## Begin
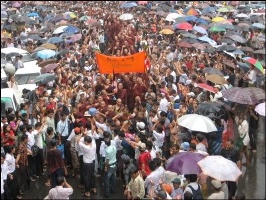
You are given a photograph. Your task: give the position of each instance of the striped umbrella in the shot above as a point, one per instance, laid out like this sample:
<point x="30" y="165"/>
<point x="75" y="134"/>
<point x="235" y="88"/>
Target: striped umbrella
<point x="249" y="96"/>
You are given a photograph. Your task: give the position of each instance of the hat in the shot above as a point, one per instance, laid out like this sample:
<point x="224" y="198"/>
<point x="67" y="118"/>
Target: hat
<point x="192" y="94"/>
<point x="141" y="125"/>
<point x="77" y="130"/>
<point x="142" y="146"/>
<point x="217" y="184"/>
<point x="162" y="194"/>
<point x="87" y="114"/>
<point x="176" y="180"/>
<point x="125" y="157"/>
<point x="185" y="146"/>
<point x="188" y="82"/>
<point x="218" y="86"/>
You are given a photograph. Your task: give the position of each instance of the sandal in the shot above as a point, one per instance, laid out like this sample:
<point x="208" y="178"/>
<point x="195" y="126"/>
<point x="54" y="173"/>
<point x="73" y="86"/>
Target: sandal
<point x="86" y="195"/>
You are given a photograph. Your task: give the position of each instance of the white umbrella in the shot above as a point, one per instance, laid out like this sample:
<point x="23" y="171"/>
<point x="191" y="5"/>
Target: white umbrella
<point x="126" y="16"/>
<point x="220" y="168"/>
<point x="197" y="122"/>
<point x="59" y="29"/>
<point x="260" y="109"/>
<point x="242" y="15"/>
<point x="173" y="15"/>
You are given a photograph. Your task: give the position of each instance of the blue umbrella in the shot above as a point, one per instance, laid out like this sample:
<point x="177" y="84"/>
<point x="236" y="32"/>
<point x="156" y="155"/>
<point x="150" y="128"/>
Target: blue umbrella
<point x="238" y="52"/>
<point x="207" y="39"/>
<point x="200" y="30"/>
<point x="258" y="25"/>
<point x="33" y="14"/>
<point x="46" y="53"/>
<point x="71" y="29"/>
<point x="66" y="35"/>
<point x="55" y="40"/>
<point x="201" y="21"/>
<point x="190" y="18"/>
<point x="128" y="5"/>
<point x="208" y="10"/>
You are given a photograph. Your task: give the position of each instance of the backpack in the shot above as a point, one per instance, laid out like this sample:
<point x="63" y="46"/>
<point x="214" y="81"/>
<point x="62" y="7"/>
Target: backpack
<point x="197" y="194"/>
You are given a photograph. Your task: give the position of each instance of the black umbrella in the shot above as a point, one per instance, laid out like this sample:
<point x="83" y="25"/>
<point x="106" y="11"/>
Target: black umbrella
<point x="212" y="110"/>
<point x="212" y="70"/>
<point x="45" y="78"/>
<point x="10" y="27"/>
<point x="226" y="48"/>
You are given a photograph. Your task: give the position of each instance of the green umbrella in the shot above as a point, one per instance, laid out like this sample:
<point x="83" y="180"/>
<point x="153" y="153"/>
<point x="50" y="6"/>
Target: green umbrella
<point x="216" y="29"/>
<point x="223" y="9"/>
<point x="84" y="18"/>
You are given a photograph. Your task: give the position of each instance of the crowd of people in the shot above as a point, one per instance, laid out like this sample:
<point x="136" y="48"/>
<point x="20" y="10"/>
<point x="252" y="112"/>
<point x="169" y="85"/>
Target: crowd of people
<point x="123" y="127"/>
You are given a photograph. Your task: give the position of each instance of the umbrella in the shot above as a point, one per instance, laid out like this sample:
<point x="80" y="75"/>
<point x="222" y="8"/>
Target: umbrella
<point x="48" y="68"/>
<point x="184" y="44"/>
<point x="250" y="95"/>
<point x="254" y="62"/>
<point x="183" y="26"/>
<point x="126" y="16"/>
<point x="206" y="87"/>
<point x="199" y="46"/>
<point x="195" y="122"/>
<point x="33" y="14"/>
<point x="59" y="30"/>
<point x="261" y="51"/>
<point x="45" y="78"/>
<point x="223" y="9"/>
<point x="246" y="49"/>
<point x="166" y="32"/>
<point x="185" y="163"/>
<point x="71" y="29"/>
<point x="46" y="62"/>
<point x="84" y="18"/>
<point x="260" y="109"/>
<point x="189" y="35"/>
<point x="218" y="19"/>
<point x="238" y="52"/>
<point x="46" y="53"/>
<point x="54" y="40"/>
<point x="128" y="5"/>
<point x="220" y="168"/>
<point x="217" y="29"/>
<point x="49" y="46"/>
<point x="200" y="30"/>
<point x="212" y="70"/>
<point x="214" y="78"/>
<point x="258" y="25"/>
<point x="238" y="38"/>
<point x="192" y="11"/>
<point x="226" y="48"/>
<point x="212" y="110"/>
<point x="242" y="15"/>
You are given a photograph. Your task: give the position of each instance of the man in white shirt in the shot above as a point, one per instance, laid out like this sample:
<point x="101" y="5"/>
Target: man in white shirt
<point x="163" y="103"/>
<point x="88" y="148"/>
<point x="62" y="191"/>
<point x="252" y="76"/>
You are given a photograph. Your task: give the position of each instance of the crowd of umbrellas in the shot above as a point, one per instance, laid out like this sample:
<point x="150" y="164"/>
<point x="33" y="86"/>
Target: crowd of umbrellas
<point x="195" y="24"/>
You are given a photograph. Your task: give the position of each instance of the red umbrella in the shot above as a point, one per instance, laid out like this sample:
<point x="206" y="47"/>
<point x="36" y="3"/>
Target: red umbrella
<point x="184" y="44"/>
<point x="192" y="11"/>
<point x="206" y="87"/>
<point x="48" y="68"/>
<point x="183" y="26"/>
<point x="142" y="2"/>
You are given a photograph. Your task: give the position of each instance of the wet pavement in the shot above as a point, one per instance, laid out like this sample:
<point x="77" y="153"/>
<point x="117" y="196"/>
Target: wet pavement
<point x="251" y="183"/>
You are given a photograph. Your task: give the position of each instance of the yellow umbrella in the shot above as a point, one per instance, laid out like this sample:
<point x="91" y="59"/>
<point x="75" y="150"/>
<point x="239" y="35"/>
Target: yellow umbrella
<point x="218" y="19"/>
<point x="166" y="32"/>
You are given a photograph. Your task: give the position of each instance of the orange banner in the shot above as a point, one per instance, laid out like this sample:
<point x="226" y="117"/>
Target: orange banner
<point x="122" y="64"/>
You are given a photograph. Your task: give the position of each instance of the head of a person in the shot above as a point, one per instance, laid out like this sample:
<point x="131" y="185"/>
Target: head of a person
<point x="176" y="183"/>
<point x="60" y="180"/>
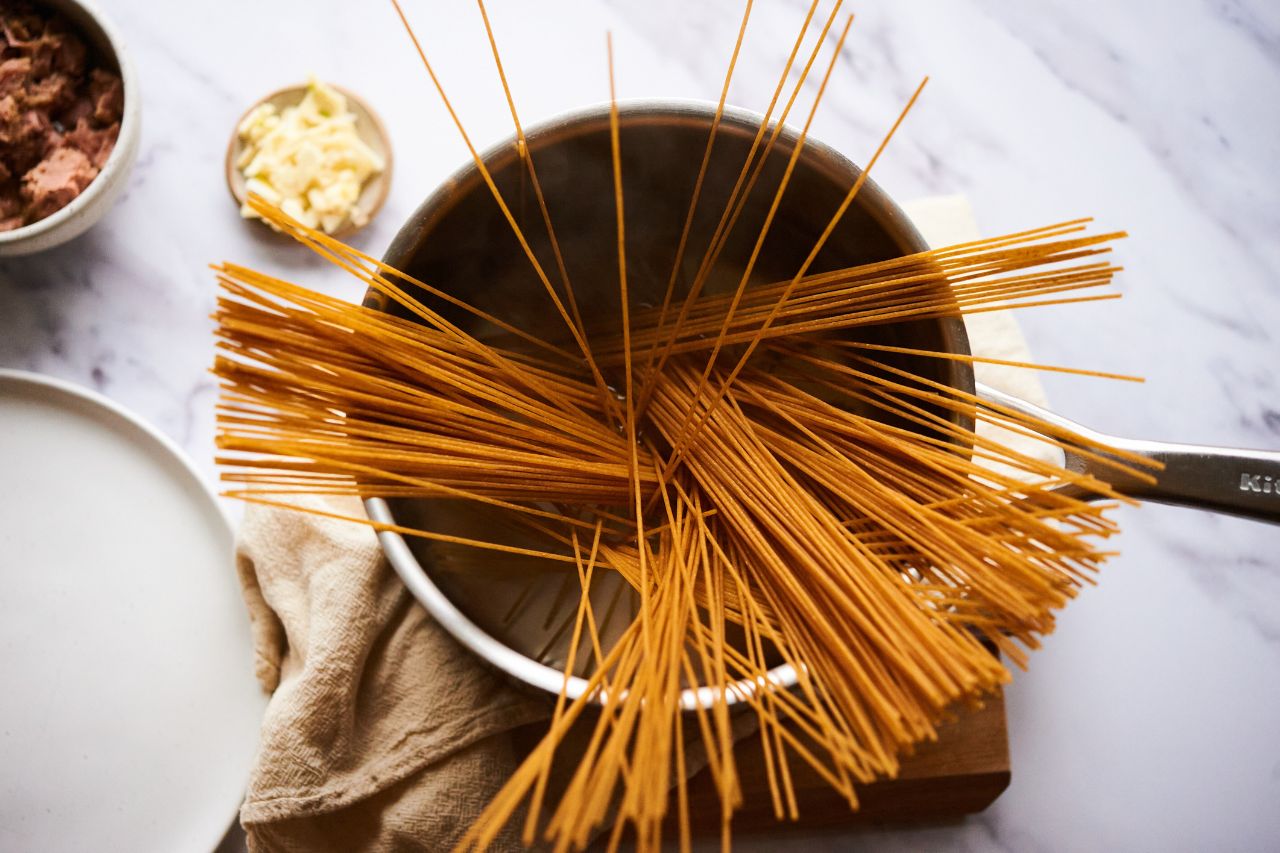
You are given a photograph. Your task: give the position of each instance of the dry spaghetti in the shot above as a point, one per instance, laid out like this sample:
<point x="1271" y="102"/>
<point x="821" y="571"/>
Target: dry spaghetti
<point x="773" y="489"/>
## End
Written task:
Can you write out the items from the start through the line holding "Target: striped umbrella", inclusive, swapping "photograph" for "image" and changing nothing else, with the pictures left out?

Response to this task:
You are given a image. Your task: give the position of each instance of the striped umbrella in the shot above as a point, one per instance, laid out like this sample:
<point x="30" y="165"/>
<point x="75" y="134"/>
<point x="235" y="88"/>
Target: striped umbrella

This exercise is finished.